§ **INSTRUCTION**
Go through the records below and write each one out again unchanged.

-- INFORMATION PROVIDED follows --

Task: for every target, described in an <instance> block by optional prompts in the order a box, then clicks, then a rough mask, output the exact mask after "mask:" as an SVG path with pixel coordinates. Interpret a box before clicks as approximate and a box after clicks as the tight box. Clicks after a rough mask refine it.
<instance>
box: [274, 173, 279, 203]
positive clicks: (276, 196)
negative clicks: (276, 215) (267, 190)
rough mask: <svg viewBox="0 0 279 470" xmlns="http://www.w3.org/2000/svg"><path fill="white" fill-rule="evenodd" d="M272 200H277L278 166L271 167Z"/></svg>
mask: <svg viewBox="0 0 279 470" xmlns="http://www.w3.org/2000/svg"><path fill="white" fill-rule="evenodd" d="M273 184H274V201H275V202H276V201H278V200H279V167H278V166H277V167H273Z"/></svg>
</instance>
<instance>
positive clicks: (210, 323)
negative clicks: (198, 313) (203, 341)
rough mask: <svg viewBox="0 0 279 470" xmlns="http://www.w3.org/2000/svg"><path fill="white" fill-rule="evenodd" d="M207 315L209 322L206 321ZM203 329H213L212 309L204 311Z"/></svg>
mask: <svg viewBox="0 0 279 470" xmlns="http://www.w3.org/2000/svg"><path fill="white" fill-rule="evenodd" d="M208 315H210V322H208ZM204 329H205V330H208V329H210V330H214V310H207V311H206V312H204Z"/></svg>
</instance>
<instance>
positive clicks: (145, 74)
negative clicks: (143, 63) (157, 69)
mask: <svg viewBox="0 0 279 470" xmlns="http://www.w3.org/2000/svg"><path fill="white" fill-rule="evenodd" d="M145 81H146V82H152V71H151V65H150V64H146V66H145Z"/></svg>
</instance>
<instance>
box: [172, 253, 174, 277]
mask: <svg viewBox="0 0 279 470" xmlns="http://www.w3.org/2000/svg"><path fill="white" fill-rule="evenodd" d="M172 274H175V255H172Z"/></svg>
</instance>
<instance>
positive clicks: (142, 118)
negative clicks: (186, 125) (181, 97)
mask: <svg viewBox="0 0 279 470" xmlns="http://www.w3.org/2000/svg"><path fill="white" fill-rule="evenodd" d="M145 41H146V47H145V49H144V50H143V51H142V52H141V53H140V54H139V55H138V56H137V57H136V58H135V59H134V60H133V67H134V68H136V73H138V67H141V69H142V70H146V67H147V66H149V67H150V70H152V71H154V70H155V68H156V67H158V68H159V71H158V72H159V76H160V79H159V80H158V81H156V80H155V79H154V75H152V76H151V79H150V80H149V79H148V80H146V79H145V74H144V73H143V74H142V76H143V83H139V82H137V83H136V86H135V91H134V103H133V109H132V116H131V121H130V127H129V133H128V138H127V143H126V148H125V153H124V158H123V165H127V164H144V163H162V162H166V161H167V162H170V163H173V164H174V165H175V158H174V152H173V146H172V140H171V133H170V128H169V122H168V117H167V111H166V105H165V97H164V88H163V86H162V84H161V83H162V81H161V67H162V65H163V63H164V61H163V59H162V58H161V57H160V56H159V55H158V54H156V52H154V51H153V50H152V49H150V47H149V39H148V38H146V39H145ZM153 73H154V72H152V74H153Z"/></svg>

-- INFORMATION PROVIDED concluded --

§ **REPLY TO THE TASK**
Task: for every target, described in an <instance> block by optional prompts in the order a box, then clicks, then a rough mask, output the exact mask after "mask:" as an SVG path with pixel coordinates. Interpret a box before clicks as approximate and a box after clicks as the tight box. Clicks after a rough mask refine it.
<instance>
box: [274, 173, 279, 203]
positive clicks: (276, 196)
negative clicks: (276, 215) (267, 190)
rough mask: <svg viewBox="0 0 279 470" xmlns="http://www.w3.org/2000/svg"><path fill="white" fill-rule="evenodd" d="M272 200H277L278 166L271 167Z"/></svg>
mask: <svg viewBox="0 0 279 470" xmlns="http://www.w3.org/2000/svg"><path fill="white" fill-rule="evenodd" d="M273 184H274V201H275V202H276V201H278V200H279V167H278V166H277V167H273Z"/></svg>
</instance>
<instance>
positive clicks: (210, 323)
negative clicks: (198, 313) (203, 341)
rough mask: <svg viewBox="0 0 279 470" xmlns="http://www.w3.org/2000/svg"><path fill="white" fill-rule="evenodd" d="M207 315L209 322L206 321ZM203 329H213L212 309L204 311Z"/></svg>
mask: <svg viewBox="0 0 279 470" xmlns="http://www.w3.org/2000/svg"><path fill="white" fill-rule="evenodd" d="M208 315H210V322H208ZM204 329H205V330H208V329H210V330H214V310H207V311H206V312H204Z"/></svg>
</instance>
<instance>
positive clicks: (145, 74)
negative clicks: (143, 63) (157, 69)
mask: <svg viewBox="0 0 279 470" xmlns="http://www.w3.org/2000/svg"><path fill="white" fill-rule="evenodd" d="M145 81H146V82H152V71H151V65H150V64H146V66H145Z"/></svg>
</instance>
<instance>
box: [172, 253, 174, 277]
mask: <svg viewBox="0 0 279 470" xmlns="http://www.w3.org/2000/svg"><path fill="white" fill-rule="evenodd" d="M172 274H175V255H172Z"/></svg>
</instance>
<instance>
positive clicks: (142, 118)
negative clicks: (186, 125) (181, 97)
mask: <svg viewBox="0 0 279 470" xmlns="http://www.w3.org/2000/svg"><path fill="white" fill-rule="evenodd" d="M145 41H146V47H145V49H144V50H143V51H142V52H141V53H140V54H139V55H138V56H137V57H136V58H135V59H134V60H133V67H134V68H136V73H138V67H141V69H142V70H146V67H147V66H149V67H150V70H152V71H154V70H155V68H156V67H158V68H159V71H158V72H159V76H160V79H159V80H158V81H156V80H155V79H154V75H152V76H151V79H150V80H149V79H148V80H146V79H145V74H144V73H143V74H142V76H143V83H139V82H137V83H136V86H135V91H134V103H133V109H132V116H131V121H130V127H129V133H128V138H127V143H126V148H125V153H124V158H123V165H127V164H144V163H162V162H166V161H167V162H170V163H173V164H174V165H175V158H174V152H173V146H172V140H171V133H170V128H169V122H168V117H167V111H166V105H165V97H164V88H163V86H162V84H161V83H162V81H161V67H162V65H163V63H164V61H163V59H162V58H161V57H160V56H159V55H158V54H156V52H154V51H153V50H152V49H150V47H149V39H148V38H146V39H145ZM153 73H154V72H152V74H153Z"/></svg>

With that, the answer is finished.